Aim of the task -
Beginning with the line that has "Where can you spot the reservoir?", reproduce each remaining line of the data exactly, down to and including the last.

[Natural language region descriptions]

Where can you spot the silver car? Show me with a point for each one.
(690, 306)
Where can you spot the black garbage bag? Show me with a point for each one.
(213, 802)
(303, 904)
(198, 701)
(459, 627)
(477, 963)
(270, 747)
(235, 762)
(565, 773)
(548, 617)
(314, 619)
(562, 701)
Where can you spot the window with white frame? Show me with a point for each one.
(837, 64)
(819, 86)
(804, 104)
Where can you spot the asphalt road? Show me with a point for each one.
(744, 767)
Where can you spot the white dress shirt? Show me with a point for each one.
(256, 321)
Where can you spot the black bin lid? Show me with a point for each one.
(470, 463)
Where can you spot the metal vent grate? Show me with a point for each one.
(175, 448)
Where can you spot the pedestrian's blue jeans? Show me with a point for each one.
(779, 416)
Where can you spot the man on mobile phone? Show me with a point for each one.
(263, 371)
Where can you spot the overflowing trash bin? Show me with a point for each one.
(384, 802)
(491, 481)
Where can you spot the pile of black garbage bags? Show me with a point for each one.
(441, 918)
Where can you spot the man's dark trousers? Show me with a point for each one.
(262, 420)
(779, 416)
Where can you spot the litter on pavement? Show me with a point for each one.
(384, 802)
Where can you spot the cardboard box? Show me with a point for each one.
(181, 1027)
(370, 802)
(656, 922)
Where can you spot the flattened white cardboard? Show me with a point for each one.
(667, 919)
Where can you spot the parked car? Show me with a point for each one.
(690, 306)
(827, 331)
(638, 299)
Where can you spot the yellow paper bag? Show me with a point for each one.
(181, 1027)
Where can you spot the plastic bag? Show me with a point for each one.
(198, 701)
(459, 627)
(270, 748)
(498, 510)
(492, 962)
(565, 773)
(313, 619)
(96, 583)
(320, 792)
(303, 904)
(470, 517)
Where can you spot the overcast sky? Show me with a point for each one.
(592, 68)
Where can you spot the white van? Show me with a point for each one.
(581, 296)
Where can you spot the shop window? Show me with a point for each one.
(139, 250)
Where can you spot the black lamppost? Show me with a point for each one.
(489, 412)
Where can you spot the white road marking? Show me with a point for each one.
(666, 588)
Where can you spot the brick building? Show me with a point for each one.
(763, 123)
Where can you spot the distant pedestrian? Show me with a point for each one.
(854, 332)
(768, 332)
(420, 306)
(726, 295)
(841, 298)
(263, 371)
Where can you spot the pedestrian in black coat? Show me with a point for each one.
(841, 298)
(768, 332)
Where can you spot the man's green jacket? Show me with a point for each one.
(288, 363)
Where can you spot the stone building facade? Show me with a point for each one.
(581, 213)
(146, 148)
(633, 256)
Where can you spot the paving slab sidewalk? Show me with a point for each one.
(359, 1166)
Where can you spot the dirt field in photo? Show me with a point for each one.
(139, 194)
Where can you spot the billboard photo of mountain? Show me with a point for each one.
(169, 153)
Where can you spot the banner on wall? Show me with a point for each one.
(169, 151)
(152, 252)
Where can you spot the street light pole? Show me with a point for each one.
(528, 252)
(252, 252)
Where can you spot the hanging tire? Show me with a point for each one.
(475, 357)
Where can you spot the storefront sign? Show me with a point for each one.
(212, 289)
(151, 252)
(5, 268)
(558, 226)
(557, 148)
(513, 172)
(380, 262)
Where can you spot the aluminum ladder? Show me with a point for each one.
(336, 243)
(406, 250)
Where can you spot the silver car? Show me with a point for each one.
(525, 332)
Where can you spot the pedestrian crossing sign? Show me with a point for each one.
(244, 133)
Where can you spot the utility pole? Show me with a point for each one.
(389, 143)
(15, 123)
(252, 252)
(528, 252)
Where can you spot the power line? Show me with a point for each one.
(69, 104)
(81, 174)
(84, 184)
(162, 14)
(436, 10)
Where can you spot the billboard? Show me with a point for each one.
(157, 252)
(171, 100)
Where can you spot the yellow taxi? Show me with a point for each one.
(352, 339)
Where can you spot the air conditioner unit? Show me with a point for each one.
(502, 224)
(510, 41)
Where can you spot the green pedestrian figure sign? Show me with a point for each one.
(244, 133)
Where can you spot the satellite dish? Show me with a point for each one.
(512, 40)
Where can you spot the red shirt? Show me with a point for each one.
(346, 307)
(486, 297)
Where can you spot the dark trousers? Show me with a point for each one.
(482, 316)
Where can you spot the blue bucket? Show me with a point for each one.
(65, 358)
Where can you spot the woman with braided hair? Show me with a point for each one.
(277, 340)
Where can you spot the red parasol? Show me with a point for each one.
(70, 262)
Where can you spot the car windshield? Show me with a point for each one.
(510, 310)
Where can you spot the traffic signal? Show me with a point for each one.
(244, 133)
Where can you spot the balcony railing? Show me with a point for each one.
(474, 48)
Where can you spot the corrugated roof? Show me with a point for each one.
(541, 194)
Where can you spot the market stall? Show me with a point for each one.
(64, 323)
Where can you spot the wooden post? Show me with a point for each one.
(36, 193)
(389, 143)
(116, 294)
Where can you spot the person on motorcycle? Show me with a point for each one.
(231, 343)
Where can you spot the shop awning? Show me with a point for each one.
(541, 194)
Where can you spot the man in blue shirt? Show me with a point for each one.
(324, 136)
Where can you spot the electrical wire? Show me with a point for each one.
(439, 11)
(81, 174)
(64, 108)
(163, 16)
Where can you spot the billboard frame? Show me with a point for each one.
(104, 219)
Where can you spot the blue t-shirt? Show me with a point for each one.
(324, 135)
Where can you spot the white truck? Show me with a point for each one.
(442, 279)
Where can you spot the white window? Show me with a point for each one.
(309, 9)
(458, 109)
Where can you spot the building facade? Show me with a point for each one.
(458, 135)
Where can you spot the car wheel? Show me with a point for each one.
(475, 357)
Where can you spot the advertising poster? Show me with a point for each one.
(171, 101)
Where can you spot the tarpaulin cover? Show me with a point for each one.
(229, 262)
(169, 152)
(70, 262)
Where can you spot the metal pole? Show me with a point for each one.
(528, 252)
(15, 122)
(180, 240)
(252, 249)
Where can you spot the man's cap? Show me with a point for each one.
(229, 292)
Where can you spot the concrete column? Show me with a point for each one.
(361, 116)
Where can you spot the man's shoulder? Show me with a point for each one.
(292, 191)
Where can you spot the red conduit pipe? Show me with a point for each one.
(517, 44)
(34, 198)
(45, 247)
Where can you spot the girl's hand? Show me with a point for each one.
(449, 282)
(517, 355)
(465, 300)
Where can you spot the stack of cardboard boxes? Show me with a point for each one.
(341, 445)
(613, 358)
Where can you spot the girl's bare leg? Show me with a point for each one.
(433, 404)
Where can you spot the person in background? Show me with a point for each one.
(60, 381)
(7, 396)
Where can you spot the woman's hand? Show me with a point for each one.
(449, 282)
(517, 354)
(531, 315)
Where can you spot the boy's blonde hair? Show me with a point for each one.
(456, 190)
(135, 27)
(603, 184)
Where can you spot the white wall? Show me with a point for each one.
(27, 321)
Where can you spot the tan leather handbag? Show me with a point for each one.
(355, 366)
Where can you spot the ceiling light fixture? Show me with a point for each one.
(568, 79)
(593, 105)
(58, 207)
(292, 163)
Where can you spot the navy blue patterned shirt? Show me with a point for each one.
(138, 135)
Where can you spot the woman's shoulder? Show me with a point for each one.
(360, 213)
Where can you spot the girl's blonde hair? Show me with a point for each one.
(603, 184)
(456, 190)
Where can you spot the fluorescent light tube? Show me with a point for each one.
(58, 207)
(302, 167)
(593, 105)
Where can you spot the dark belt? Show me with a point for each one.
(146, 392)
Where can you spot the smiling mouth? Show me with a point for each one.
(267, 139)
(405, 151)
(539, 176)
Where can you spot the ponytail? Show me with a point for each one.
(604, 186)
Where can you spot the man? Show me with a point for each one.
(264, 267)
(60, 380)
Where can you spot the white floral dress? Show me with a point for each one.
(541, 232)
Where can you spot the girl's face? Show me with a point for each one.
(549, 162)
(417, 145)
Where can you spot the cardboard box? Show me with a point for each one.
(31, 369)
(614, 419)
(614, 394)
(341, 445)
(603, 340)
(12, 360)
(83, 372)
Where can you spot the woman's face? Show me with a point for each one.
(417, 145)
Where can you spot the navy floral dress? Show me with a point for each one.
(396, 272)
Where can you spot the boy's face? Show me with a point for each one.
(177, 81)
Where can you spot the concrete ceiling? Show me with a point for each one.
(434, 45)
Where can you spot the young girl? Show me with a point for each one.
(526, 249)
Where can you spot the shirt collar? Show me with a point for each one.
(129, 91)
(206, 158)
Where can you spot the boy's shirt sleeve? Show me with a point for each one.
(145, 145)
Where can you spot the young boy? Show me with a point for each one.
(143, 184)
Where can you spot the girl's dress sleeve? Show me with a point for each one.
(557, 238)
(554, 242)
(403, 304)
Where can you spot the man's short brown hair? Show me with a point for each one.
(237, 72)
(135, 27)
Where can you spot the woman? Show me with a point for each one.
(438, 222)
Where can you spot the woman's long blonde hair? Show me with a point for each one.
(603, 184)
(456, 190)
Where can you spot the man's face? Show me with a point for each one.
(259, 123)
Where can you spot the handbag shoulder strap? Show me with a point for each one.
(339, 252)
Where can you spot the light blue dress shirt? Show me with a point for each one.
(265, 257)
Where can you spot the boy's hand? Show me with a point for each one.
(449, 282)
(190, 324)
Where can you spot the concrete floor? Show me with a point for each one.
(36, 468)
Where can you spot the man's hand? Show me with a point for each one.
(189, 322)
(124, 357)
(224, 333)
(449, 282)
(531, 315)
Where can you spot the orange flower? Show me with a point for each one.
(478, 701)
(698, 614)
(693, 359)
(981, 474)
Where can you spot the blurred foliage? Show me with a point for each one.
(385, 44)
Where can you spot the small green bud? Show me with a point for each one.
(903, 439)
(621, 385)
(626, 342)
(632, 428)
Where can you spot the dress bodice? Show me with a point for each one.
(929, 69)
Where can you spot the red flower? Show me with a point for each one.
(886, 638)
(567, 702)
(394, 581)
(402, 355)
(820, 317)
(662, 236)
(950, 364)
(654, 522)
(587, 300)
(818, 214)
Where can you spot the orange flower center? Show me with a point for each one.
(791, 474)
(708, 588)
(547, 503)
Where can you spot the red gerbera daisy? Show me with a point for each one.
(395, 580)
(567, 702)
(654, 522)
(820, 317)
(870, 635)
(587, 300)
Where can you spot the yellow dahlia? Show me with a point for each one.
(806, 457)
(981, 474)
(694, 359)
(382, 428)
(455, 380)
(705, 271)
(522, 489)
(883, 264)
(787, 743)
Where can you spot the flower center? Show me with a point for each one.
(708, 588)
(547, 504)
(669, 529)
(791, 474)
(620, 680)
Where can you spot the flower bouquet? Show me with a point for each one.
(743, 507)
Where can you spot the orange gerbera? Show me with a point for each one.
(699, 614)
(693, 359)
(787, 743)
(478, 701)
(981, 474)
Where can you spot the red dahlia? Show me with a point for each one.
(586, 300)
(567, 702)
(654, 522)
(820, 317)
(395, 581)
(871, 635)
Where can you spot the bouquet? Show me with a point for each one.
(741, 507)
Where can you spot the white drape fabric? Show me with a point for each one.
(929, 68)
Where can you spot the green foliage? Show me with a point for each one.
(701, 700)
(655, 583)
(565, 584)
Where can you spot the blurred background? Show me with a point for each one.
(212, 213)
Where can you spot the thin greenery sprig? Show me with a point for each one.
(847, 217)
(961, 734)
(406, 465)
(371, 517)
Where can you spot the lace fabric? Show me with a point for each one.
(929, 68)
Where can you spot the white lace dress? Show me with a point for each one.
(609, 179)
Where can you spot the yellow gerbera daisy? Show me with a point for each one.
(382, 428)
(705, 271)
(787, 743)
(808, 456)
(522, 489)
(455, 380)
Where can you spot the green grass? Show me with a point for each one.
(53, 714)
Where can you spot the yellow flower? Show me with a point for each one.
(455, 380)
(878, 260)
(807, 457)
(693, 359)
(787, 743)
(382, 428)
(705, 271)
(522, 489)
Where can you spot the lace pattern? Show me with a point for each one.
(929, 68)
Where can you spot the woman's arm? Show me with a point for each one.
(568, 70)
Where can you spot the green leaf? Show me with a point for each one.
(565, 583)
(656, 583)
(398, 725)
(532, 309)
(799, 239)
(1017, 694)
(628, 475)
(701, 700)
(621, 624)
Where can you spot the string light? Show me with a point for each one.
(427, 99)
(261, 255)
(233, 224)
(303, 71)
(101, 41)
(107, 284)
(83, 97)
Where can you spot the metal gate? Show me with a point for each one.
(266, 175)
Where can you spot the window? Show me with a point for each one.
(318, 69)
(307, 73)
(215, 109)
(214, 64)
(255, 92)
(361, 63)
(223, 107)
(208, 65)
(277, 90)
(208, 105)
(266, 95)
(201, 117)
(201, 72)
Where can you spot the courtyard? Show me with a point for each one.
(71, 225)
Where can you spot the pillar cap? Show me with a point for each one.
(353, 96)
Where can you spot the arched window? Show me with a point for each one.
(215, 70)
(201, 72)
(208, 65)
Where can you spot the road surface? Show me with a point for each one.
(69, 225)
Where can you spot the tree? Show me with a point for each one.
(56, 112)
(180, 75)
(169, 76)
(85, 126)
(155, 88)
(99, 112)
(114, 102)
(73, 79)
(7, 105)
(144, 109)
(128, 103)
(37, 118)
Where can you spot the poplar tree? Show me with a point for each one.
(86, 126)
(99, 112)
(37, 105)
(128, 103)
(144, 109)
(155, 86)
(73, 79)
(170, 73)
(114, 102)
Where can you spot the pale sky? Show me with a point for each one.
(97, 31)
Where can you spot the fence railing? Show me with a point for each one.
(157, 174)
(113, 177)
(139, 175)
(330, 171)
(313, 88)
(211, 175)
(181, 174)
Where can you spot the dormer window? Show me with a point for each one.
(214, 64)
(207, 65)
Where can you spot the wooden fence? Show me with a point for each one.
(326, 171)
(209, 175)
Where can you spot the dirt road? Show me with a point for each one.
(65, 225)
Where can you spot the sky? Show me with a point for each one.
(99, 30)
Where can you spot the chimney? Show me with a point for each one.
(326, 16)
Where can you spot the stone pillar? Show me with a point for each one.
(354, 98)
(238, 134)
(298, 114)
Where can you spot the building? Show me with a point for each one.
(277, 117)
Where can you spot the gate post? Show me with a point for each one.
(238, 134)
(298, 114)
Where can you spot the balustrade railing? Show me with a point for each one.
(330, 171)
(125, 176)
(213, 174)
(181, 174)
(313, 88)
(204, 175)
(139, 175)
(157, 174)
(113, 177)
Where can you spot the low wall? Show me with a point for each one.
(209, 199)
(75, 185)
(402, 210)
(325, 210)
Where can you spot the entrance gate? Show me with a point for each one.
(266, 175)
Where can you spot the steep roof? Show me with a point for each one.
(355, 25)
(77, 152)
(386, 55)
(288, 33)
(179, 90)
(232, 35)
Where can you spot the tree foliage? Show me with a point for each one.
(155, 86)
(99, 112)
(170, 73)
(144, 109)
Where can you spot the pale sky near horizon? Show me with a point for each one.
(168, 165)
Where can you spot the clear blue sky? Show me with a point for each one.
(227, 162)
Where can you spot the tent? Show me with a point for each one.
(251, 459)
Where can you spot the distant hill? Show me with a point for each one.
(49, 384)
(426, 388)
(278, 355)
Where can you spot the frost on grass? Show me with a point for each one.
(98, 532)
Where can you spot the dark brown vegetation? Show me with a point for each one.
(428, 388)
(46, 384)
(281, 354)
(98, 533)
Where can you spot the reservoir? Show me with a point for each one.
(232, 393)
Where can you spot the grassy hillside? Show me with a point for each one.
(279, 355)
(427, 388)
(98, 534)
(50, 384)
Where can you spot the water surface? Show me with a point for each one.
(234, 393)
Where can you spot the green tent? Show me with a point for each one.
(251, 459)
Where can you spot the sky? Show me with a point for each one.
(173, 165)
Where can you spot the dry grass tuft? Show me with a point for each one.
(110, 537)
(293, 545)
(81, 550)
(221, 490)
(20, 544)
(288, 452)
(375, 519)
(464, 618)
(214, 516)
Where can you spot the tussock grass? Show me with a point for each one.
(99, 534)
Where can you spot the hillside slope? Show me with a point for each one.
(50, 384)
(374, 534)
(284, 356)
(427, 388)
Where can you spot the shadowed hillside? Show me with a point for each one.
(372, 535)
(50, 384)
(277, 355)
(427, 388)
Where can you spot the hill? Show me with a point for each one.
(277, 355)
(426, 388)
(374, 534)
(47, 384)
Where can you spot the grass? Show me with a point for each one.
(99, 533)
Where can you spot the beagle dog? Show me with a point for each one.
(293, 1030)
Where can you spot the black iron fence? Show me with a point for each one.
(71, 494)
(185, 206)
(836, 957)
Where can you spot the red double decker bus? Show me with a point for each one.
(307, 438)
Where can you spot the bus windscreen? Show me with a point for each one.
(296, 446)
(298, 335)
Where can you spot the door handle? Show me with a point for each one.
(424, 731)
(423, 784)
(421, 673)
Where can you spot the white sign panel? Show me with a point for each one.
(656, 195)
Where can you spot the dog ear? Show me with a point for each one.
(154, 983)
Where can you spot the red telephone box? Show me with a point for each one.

Written response -
Where can you spot the reservoir? Show me with a point for each one.
(232, 393)
Where can you spot the grassy hillside? Show me with a point for each one.
(279, 355)
(427, 388)
(98, 534)
(50, 384)
Where can you spot the water surface? Show me with a point for each one.
(234, 393)
Where can you spot the green tent? Show me with a point for each one.
(251, 459)
Where can you spot the sky? Show me with a point for each one.
(173, 165)
Where can you spot the dry grass tuft? Show me with a point for each one.
(110, 537)
(293, 545)
(81, 550)
(221, 490)
(20, 544)
(288, 452)
(375, 519)
(464, 618)
(214, 516)
Where can you spot the tussock grass? Show me with a point for each one.
(99, 534)
Where can you spot the hillside slope? Show me with a point for each one.
(50, 384)
(374, 534)
(284, 356)
(427, 388)
Where can you spot the shadowed hillside? Show me with a point for each one.
(372, 535)
(50, 384)
(277, 355)
(427, 388)
Where can you spot the hill? Show me with a point for each one.
(277, 355)
(426, 388)
(374, 534)
(47, 384)
Where can you spot the grass? Show me with a point for each one.
(99, 533)
Where can you spot the beagle dog? Show me with a point for each one.
(293, 1030)
Where can you spot the black iron fence? Show me with a point for each one.
(71, 494)
(185, 206)
(836, 957)
Where can you spot the red double decker bus? Show me with a point for each one.
(307, 438)
Where can you spot the bus windscreen? Show me with a point for each one.
(296, 446)
(298, 335)
Where can you spot the door handle? Show me with a point for each one.
(424, 731)
(423, 784)
(421, 673)
Where can you spot the white sign panel? Show me with a point for each one.
(656, 195)
Where can you spot the dog ear? Show me with a point for each one.
(154, 983)
Where can you spot the red telephone box? Show me with a point for each one.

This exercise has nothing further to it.